=== WHAT YOU WILL DO ===
Starting at the line that contains "Please drop a marker on the man in" and ending at the last line of the items, write those lines out again in full, adding 79 to every x and y coordinate in the answers.

=== TASK DATA ===

---

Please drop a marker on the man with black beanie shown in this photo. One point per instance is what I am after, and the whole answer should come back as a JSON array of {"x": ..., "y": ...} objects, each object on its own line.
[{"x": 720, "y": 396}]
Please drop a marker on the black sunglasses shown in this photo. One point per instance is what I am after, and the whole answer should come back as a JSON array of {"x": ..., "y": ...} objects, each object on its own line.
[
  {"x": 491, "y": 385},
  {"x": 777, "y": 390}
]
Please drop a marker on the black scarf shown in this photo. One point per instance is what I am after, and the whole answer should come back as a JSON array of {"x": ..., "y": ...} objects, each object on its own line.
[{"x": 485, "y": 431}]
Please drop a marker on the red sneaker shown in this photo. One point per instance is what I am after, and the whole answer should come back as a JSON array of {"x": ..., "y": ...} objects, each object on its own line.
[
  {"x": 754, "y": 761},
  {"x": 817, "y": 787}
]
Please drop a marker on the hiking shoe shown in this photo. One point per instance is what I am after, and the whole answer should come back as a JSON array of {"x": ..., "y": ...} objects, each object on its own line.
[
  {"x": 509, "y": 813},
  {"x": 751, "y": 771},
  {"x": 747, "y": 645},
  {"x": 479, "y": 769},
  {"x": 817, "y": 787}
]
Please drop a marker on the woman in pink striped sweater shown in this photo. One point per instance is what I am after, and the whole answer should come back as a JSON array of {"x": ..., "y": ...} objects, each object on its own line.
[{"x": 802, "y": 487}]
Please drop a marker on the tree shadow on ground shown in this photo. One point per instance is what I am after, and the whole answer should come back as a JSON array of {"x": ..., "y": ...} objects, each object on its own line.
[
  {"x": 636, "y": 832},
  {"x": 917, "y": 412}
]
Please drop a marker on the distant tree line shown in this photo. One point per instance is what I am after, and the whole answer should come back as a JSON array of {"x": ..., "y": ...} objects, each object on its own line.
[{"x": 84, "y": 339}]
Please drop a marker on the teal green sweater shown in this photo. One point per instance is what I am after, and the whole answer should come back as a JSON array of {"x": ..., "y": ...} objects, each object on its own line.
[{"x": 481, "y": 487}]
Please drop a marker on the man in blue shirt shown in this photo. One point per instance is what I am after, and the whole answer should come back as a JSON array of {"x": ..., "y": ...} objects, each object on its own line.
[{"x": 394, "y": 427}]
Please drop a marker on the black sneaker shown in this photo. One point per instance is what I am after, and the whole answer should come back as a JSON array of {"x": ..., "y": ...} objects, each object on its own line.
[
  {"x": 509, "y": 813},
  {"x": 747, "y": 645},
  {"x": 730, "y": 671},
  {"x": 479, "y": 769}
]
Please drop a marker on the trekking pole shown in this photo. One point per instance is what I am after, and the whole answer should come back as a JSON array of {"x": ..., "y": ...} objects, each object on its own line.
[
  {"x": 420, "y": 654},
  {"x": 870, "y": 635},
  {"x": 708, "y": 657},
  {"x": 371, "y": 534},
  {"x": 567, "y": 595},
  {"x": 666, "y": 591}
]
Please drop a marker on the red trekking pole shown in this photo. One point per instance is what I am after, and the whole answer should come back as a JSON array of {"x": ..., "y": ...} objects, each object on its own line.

---

=== EXERCISE SOLUTION ===
Please drop a marker on the man in blue shirt shown in this photo. One point per instance is what I am after, and the whole answer should come back as a JSON array of {"x": ..., "y": ...} objects, each object on its own line.
[{"x": 473, "y": 506}]
Please drop a marker on the black sneaker shown in this photo. One point per instance is what I am after, and the whole answer should come back as a JSON array of {"x": ..., "y": ...} objects, each object on its own line.
[
  {"x": 588, "y": 892},
  {"x": 826, "y": 724},
  {"x": 809, "y": 750},
  {"x": 558, "y": 848}
]
Please drop a marker on the trekking pole shown in this photo. One point per instance is what I am after, and the whole answer should come back as a JSON array of {"x": ..., "y": ...} objects, each object on its own line.
[
  {"x": 499, "y": 733},
  {"x": 949, "y": 714},
  {"x": 787, "y": 736},
  {"x": 450, "y": 613},
  {"x": 646, "y": 674},
  {"x": 745, "y": 670}
]
Please drop a marker on the red trekking pole shown in this photo. One point per instance is what I am after, and the whole answer should come back as a JSON array of {"x": ..., "y": ...} objects, each object on its own line.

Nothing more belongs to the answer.